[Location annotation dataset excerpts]
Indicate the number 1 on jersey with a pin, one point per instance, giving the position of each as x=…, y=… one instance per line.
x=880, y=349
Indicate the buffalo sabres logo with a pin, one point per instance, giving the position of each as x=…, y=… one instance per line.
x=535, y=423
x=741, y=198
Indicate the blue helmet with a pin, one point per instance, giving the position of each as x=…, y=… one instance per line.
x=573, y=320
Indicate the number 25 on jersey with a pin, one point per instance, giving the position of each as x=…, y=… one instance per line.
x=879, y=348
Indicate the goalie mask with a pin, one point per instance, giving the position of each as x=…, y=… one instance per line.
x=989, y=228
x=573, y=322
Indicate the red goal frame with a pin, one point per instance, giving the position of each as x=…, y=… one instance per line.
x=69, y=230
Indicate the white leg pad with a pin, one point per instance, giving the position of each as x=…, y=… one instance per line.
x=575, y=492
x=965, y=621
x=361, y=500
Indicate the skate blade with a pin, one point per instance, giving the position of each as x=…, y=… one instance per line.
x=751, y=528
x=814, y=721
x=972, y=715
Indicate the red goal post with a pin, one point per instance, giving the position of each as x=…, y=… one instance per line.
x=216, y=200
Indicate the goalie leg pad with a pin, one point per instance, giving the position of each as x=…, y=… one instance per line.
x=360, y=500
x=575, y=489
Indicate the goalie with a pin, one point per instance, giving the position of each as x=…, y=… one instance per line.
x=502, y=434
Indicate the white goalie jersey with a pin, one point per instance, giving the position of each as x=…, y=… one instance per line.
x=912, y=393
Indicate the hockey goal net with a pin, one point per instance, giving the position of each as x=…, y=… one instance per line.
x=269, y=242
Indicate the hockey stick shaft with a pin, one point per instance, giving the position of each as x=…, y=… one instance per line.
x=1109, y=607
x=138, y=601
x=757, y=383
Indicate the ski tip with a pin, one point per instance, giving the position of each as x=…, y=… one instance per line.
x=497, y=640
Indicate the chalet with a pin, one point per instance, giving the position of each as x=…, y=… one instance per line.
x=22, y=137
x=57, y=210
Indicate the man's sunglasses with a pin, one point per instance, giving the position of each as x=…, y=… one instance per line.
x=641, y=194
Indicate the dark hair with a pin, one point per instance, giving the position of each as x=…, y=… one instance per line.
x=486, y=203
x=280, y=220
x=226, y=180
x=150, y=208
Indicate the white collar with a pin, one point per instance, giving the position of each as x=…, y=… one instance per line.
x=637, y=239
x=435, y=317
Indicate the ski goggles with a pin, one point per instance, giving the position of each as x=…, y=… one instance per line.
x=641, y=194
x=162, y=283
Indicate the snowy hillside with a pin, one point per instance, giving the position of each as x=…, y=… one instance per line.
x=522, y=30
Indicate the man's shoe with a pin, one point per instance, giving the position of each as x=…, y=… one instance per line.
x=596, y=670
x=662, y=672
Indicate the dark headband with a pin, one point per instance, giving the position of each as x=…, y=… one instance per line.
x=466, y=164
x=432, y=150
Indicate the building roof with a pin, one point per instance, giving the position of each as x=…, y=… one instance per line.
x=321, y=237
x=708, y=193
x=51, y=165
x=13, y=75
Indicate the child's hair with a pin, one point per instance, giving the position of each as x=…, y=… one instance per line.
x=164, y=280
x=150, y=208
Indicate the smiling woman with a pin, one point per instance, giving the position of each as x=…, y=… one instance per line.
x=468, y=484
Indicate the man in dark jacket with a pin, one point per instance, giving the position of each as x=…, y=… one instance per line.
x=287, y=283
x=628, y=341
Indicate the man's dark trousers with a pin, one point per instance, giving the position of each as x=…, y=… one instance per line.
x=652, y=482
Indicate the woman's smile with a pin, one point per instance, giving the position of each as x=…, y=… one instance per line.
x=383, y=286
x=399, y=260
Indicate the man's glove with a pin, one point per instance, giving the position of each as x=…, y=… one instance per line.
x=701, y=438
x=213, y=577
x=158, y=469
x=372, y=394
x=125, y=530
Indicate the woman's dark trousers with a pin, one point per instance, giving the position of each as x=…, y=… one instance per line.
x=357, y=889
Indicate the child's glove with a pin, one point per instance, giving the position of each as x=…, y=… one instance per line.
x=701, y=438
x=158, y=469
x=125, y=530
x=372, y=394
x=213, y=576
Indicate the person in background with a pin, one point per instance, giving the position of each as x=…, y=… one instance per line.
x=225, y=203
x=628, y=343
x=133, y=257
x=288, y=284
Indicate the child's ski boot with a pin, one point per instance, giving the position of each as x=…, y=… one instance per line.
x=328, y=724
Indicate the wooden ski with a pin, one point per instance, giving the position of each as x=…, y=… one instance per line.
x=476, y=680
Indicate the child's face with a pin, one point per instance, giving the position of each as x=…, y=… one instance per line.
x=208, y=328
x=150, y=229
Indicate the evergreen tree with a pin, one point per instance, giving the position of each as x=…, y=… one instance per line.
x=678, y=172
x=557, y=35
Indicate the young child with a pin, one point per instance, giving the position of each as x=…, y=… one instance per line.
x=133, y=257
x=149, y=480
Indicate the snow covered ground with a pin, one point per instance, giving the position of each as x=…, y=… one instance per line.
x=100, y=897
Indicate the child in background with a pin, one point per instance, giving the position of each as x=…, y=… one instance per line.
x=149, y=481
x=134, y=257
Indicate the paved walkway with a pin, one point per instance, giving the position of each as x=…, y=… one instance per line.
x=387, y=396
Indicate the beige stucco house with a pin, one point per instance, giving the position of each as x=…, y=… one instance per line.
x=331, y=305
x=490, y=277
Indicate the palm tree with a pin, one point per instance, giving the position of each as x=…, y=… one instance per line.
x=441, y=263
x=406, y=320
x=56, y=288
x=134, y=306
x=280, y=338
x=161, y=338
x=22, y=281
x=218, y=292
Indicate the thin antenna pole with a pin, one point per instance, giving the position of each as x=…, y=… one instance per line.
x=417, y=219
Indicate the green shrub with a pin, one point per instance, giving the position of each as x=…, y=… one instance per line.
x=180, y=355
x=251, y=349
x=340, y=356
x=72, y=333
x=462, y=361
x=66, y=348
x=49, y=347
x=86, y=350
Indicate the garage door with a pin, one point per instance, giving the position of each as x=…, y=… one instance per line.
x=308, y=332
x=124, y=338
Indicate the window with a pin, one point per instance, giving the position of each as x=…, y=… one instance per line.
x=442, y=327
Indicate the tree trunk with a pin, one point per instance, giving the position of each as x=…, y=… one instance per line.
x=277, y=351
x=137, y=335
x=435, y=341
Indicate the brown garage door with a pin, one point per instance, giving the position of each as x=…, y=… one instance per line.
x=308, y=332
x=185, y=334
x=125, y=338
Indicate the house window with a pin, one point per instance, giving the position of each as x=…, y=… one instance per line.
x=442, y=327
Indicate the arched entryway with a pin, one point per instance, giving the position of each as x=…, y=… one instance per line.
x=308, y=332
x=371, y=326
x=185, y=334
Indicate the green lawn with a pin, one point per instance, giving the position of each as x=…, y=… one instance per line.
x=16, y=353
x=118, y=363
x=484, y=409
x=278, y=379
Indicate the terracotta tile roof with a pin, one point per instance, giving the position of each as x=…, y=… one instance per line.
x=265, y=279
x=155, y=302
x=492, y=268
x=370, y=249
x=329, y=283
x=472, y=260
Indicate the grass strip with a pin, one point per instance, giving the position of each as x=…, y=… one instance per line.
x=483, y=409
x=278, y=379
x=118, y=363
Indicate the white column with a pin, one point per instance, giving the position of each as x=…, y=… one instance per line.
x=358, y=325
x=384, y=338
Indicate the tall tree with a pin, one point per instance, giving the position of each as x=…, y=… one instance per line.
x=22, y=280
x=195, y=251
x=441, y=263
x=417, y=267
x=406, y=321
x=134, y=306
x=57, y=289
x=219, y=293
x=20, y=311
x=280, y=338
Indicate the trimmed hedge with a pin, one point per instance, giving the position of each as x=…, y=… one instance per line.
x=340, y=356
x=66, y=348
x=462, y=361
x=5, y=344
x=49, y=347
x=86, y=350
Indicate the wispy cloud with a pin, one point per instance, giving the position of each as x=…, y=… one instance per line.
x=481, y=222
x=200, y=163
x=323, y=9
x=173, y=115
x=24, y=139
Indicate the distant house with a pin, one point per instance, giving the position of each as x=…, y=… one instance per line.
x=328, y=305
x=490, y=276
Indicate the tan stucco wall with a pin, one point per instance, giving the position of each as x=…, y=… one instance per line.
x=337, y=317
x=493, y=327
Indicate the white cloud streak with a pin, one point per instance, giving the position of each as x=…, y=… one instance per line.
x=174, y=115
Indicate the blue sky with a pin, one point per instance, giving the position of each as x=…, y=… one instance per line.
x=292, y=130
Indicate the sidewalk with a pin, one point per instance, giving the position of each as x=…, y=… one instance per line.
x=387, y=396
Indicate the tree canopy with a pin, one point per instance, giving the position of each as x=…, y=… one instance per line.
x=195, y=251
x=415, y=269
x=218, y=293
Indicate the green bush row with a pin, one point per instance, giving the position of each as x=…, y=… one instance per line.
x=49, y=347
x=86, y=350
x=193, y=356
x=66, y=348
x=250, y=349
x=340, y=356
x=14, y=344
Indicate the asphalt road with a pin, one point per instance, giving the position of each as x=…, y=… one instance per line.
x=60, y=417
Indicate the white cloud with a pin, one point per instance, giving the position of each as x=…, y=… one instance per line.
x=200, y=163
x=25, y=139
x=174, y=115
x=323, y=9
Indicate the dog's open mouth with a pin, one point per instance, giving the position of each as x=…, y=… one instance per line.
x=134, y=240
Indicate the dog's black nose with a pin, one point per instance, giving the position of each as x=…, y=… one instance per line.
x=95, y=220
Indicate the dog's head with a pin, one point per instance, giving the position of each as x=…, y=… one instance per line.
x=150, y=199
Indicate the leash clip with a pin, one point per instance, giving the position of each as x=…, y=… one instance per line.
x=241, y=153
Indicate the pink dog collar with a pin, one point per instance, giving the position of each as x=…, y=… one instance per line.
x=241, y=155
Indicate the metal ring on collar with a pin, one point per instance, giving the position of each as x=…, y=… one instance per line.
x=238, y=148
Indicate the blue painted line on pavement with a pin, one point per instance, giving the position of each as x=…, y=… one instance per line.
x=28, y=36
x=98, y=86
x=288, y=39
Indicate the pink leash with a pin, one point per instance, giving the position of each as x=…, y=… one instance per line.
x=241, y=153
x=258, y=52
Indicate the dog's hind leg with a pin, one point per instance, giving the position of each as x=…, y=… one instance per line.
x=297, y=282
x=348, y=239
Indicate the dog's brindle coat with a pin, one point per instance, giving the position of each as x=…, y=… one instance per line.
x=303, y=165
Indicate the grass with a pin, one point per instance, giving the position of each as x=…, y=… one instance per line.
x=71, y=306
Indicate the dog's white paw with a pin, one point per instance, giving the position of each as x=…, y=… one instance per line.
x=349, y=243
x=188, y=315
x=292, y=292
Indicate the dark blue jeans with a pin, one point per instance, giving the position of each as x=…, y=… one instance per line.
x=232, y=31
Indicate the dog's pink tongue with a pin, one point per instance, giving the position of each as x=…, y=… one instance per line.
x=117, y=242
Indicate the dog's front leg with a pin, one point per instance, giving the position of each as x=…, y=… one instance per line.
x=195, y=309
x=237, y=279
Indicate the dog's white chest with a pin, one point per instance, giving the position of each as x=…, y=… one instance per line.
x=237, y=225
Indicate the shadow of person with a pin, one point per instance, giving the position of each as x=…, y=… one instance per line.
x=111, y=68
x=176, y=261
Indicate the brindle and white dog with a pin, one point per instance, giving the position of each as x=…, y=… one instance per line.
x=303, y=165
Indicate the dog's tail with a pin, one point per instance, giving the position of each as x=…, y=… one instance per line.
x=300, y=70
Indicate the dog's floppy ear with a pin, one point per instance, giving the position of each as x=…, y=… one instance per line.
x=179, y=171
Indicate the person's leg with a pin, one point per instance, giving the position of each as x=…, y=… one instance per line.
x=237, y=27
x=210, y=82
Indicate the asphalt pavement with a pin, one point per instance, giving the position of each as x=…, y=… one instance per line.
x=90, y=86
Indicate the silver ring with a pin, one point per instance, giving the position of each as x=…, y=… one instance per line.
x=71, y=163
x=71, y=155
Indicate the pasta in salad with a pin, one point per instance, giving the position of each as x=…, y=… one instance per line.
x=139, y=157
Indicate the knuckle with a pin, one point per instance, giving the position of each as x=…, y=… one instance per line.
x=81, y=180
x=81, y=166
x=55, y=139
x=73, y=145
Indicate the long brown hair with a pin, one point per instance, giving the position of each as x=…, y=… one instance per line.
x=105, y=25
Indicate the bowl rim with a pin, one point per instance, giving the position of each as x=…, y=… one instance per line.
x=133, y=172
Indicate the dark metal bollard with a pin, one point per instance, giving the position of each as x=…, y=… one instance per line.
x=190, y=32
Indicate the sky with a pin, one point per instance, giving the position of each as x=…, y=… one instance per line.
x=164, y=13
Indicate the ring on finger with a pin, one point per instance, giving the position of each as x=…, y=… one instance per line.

*GOAL OF THE EXERCISE:* Reproduce the lines of the material starting at the line containing "Indicate the building" and ending at the line containing "x=399, y=260", both included, as a numbered list with blank lines omitted.

*ANSWER TO THE PROBLEM:*
1. Indicate the building roof with a pin, one point per instance, giving the position of each as x=…, y=… one instance per line.
2. x=321, y=237
3. x=708, y=193
4. x=51, y=165
5. x=13, y=75
6. Indicate the child's hair with a pin, one point per instance, giving the position of each as x=…, y=… one instance per line.
7. x=164, y=280
8. x=150, y=208
9. Indicate the smiling woman with a pin, one point per instance, giving the position of each as x=…, y=… one instance per line.
10. x=468, y=484
11. Indicate the man in dark jacket with a pin, one point per instance, giving the position of each as x=…, y=… one instance per line.
12. x=287, y=283
13. x=628, y=341
14. Indicate the man's dark trousers with a pin, one point per instance, giving the position of each as x=…, y=… one instance per line.
15. x=652, y=482
16. Indicate the woman's smile with a pin, one point per instance, giving the position of each as x=…, y=… one instance per line.
17. x=383, y=286
18. x=399, y=260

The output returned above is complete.